- TEXTE À LIRE -
┄┄┄┄┄┄┄┄┄┄┄┄┄┄┄┄┄┄┄┄
Du papier aux objets reconstruits ou du papier aux objets reconstruits puis écrasés Ruth GURVICH a inventé la porcelaine. Non qu’elle ait découvert un matériau nouveau, mais elle nous en donne une lecture nouvelle. Avec elle, la porcelaine gagne la texture, la finesse du papier. Avec elle, la porcelaine reconstruit avec une maladresse feinte l’histoire de la céramique, l’histoire de l’art. Les constructions géométriques du papier imposent et transforment par facettes successives une forme classique en une forme contemporaine. Les tensions internes provoquées par les assemblages collés, créent de légères déformations dont Ruth GURVICH s’accommode et qu’elle exploite. Les objets s’allègent, se libèrent du poids de leur histoire et acquièrent une fragilité gorgée d’humanité. Malgré les tensions, le papier entre les mains de Ruth GURVICH acquiert son autonomie. La matière semble renaître, le dessin prendre corps.

Tout commence par une nature morte ou tout au moins l’idée d’une nature morte.

Et voici convoquée à nouveau, l’histoire de la peinture et de ses natures mortes, ses paysages japonais, l’histoire de la céramique. Voici, que la machine artistique de Ruth GURVICH se remet en branle et croise les concepts, les formes, les cultures. Les ensembles sont créés de toute pièce. Les œuvres sont installées pour donner libre cours au regard du spectateur.

Vibrant d’une vie intérieure, les objets sont peints avec des paysages, des arabesques, des dragons... la peinture n’est plus localisée sur la surface de la toile mais s’exprime sur les objets. Les correspondances s’établissent. Le sujet de la représentation change de camp, change de support, change de dimension. La peinture n’est plus une surface mais un volume. La nature morte n’est plus une représentation mais une nature vivante et expressive, sensible aux variations de la lumière, à la position du regard. La nature morte a cédé sa représentation frontale à une représentation multiple et dynamique. Le paysage fragmenté est peint sur chacun des objets. Place est laissée au spectateur de se positionner, de reconstruire l’entre-deux, de poursuivre le paysage amorcé. L’œuvre singulière ouvre un champ sans clôture.

Ruth GURVICH fait face à l’étendue du monde, celui qu’elle parcourt, celui qui la traverse, celui des objets, des objets de l’art. Sous son regard, le temps n’a pas de prise, tout est disponible à sa perspicacité et à ses questionnements. Le monde actuel et son histoire participent d’un même mouvement et acquièrent dans son interprétation une dimension contemporaine. Telle l’Histoire, elle reconstruit le monde de hier par le regard d’aujourd’hui. Telle la pensée qui s’édifie à la lecture de nos classiques la littérature invente le quotidien et les œuvres de demain. Ruth GURVICH construit ou déconstruit le monde ? Telle est la question.

Les influences partagées

Ruth GURVICH n’invente pas tant des formes qu’elle ne façonne tout autant des objets.
Les matériaux qu’elle utilise se plient, s’adaptent à son projet et servent son œuvre. Comme le papier, elle les emploie dans son champ artistique sachant tout à la fois prendre acte de leur nature, de leurs contraintes, mais aussi sachant en extraire une expression plastique nouvelle.
┄┄┄┄┄┄┄┄┄┄┄┄┄┄┄┄┄┄┄┄
D'après le texte sur Ruth GURVICH, que la porcelaine gagne-t-elle avec elle ? Appuyez-vous uniquement sur le texte.

- EXTRAITS DE DONNÉES -
┄┄┄┄┄┄┄┄┄┄┄┄┄┄┄┄┄┄┄┄
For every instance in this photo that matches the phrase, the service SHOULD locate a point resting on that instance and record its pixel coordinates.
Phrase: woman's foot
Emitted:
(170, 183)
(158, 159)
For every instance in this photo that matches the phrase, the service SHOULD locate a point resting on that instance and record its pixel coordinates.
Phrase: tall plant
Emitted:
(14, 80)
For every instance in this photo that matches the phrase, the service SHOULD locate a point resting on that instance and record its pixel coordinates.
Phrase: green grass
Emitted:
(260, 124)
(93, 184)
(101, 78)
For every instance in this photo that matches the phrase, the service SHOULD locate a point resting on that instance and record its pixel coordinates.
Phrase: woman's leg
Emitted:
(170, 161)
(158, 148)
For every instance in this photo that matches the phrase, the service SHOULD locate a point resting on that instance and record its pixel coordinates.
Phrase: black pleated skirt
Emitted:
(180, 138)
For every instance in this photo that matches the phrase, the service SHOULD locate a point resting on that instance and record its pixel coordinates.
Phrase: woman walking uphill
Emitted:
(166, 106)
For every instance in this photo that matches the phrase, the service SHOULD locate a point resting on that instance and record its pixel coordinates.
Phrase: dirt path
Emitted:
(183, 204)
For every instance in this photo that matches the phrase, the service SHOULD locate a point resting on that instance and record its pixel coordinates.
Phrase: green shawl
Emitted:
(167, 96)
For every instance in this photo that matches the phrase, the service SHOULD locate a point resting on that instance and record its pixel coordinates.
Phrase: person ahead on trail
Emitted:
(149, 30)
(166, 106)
┄┄┄┄┄┄┄┄┄┄┄┄┄┄┄┄┄┄┄┄
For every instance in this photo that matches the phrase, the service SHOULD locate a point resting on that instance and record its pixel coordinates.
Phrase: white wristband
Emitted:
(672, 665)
┄┄┄┄┄┄┄┄┄┄┄┄┄┄┄┄┄┄┄┄
- CORRIGÉ -
Elle gagne la texture et la finesse du papier.